## Secção de texto
= = = =

A pré-campanha das polémicas chegou por correio
Concordo com Pedro Nuno Santos numa coisa: temos de fazer combate político como adultos. Discordo, no entanto, com a segunda parte, que não há nada extraordinário neste processo das ações dos CTT.
É pouco ou nada surpreendente que uma pré-campanha eleitoral que resultou de uma repentina demissão motivada por uma investigação da Justiça seja marcada por polémicas. A Operação Influencer deverá marcar o caminho até ao voto de 10 de março, com os socialistas a tentarem defender que o culpado pela crise é Marcelo Rebelo de Sousa por ter convocado eleições, enquanto os partidos da oposição tentam passar a mensagem que já está mais que provado que não se pode entregar as chaves do Estado no Largo do Rato.
Infelizmente, a acrescentar a este debate sobre a legalidade dos papéis de António Costa e companhia no projeto do data center Start Campus, vamos assistir a uma campanha ensombrada por casos e ‘casinhos’, acusações e defesas, e muita, muita manipulação da agenda noticiosa. Este cenário já ficou claro nos últimos dias de 2023 e nos primeiros de 2024.
A semana e o ano começaram com o que parecia um ‘casinho’, mas que rapidamente se mostrou maior, principalmente pela forma como foi tratado pelos socialistas. Falo, claro, da compra de ações dos CTT pela Parpública em 2021, a mando do Governo.

= = = =

## Listagem de dados
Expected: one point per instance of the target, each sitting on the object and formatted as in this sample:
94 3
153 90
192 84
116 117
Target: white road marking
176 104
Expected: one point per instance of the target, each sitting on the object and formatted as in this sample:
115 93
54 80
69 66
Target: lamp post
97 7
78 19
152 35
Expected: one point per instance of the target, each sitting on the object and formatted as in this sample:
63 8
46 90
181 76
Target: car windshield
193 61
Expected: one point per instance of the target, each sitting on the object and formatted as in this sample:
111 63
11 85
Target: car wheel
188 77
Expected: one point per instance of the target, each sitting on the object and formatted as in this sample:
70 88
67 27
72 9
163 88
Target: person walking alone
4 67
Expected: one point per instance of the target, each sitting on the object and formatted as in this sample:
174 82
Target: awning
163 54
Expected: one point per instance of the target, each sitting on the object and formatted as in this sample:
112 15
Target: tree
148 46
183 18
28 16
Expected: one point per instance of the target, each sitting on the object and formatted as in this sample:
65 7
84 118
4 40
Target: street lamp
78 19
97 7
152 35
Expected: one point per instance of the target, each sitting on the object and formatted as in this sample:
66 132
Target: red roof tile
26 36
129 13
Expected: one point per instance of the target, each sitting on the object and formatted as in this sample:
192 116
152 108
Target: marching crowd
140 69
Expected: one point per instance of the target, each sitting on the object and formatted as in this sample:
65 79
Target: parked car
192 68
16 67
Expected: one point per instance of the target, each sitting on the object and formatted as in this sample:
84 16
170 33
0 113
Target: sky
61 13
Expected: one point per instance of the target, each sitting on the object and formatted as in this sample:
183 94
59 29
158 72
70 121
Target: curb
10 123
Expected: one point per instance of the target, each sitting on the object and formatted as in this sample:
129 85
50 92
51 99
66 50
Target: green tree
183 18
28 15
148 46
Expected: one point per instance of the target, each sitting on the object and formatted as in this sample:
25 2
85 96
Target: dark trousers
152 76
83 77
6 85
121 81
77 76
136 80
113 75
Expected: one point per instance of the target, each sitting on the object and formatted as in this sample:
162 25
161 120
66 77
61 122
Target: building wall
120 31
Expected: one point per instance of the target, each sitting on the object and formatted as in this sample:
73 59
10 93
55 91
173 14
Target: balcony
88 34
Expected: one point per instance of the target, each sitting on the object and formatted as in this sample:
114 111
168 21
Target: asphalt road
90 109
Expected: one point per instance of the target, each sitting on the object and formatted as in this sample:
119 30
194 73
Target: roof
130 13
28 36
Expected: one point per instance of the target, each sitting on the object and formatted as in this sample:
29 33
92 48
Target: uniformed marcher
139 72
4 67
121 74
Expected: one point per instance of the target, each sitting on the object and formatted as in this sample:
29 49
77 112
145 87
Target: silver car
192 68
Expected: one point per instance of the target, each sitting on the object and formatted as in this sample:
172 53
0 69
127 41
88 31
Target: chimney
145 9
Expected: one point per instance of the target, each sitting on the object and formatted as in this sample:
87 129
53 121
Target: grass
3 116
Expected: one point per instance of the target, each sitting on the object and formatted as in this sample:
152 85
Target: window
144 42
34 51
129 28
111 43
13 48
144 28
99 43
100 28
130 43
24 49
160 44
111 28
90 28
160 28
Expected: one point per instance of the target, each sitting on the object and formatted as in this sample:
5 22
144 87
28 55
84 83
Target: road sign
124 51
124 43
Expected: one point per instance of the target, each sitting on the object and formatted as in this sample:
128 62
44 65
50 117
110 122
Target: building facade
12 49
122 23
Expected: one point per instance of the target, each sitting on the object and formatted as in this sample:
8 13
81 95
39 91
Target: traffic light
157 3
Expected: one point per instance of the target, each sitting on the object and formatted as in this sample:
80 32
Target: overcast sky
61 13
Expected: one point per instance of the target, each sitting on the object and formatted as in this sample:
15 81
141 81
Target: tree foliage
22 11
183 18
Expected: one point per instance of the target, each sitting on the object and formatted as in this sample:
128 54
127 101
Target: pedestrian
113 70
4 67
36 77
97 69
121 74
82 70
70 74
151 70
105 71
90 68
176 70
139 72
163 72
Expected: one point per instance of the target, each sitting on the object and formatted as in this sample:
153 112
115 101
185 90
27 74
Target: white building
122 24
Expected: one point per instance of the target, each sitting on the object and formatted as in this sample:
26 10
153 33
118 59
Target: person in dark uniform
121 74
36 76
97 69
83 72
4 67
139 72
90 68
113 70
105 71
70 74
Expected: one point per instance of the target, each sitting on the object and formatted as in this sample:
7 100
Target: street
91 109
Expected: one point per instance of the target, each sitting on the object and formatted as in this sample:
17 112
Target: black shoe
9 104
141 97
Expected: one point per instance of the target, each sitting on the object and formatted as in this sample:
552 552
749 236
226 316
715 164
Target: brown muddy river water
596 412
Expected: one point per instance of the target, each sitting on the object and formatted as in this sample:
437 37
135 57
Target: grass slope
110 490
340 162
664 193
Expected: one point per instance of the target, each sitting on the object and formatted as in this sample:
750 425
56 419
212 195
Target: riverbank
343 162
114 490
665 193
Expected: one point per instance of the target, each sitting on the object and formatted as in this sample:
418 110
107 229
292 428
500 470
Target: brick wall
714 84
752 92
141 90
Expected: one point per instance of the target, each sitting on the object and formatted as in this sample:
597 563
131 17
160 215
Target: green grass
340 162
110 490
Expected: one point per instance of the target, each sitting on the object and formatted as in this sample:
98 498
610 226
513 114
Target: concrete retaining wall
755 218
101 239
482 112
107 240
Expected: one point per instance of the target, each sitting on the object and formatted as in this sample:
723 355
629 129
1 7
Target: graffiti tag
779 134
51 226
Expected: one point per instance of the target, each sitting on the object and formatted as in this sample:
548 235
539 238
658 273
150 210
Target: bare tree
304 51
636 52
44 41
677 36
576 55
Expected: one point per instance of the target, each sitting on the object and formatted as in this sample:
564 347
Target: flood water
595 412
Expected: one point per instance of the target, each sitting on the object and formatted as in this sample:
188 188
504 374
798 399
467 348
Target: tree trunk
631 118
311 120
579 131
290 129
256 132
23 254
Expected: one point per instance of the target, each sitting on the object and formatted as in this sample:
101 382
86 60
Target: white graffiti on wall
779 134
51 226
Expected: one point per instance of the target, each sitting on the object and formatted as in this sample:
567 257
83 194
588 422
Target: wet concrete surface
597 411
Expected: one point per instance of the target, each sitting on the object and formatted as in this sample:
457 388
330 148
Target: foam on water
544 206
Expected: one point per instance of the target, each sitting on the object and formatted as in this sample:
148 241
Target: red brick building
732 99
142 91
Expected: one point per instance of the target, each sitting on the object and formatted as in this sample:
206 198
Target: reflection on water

= = = =

## Tarefas propostas
• a. Atualize o trecho do texto sobre a pré-campanha eleitoral que começa em "A semana e o" e termina depois de "mando do Governo.", trocando "Parpública" por "Caixa Geral de Depósitos".
• b. No texto sobre a pré-campanha eleitoral, que entidade comprou as ações dos CTT, e em que ano?
• c. Retome o texto sobre a pré-campanha eleitoral a partir da última frase apresentada.
Estas linhas de dados não são necessárias para nada.

## Resultados das tarefas
• a.
A semana e o ano começaram com o que parecia um ‘casinho’, mas que rapidamente se mostrou maior, principalmente pela forma como foi tratado pelos socialistas. Falo, claro, da compra de ações dos CTT pela Caixa Geral de Depósitos em 2021, a mando do Governo.

• b. A Parpública, em 2021.

• c.
A revelação do Jornal Económico falava de uma tentativa de obter o voto do Bloco para aprovar o Orçamento do Estado para 2022, mas o foco rapidamente passou para o PCP. Entretanto, assistimos às clássicas 24 horas de não-respostas, que qualquer pessoa que lida com a comunicação das instituições portuguesas conhece perfeitamente bem. Finalmente foi confirmado que a compra se limitou a 0,24% do capital do operador postal e que houve parecer prévio da UTAM antes de João Leão mandar comprar as ações.
Tudo by the book, podem dizer os socialistas., mas não convence. O Executivo pode até ter feito tudo de forma legítima, mas num caso destes as questões de ética são mais importantes do que as de processo burocrático.
Se se confirmar que o Governo usou recursos do Estado para convencer um aliado político a aprovar uma lei (do OE), seria grave. Seria um abuso do poder governativo para benefício partidário.
António Costa e Pedro Nuno Santos já vieram negar esta hipótese, dando outras razões (divergentes) para a operação. Segundo o ainda primeiro-ministro, a participação nos CTT daria influência e força negocial ao Estado na renovação da concessão do serviço postal universal. Além de ser duvidoso o Estado ter de comprar ações para esse efeito, acabaria por ser irrelevante, pois o Governo chegou a acordo com o operador sobre a nova concessão. A via negocial tinha sempre de ser a prioridade, sem recorrer a jogos de bolsa difíceis de explicar, como se prova agora.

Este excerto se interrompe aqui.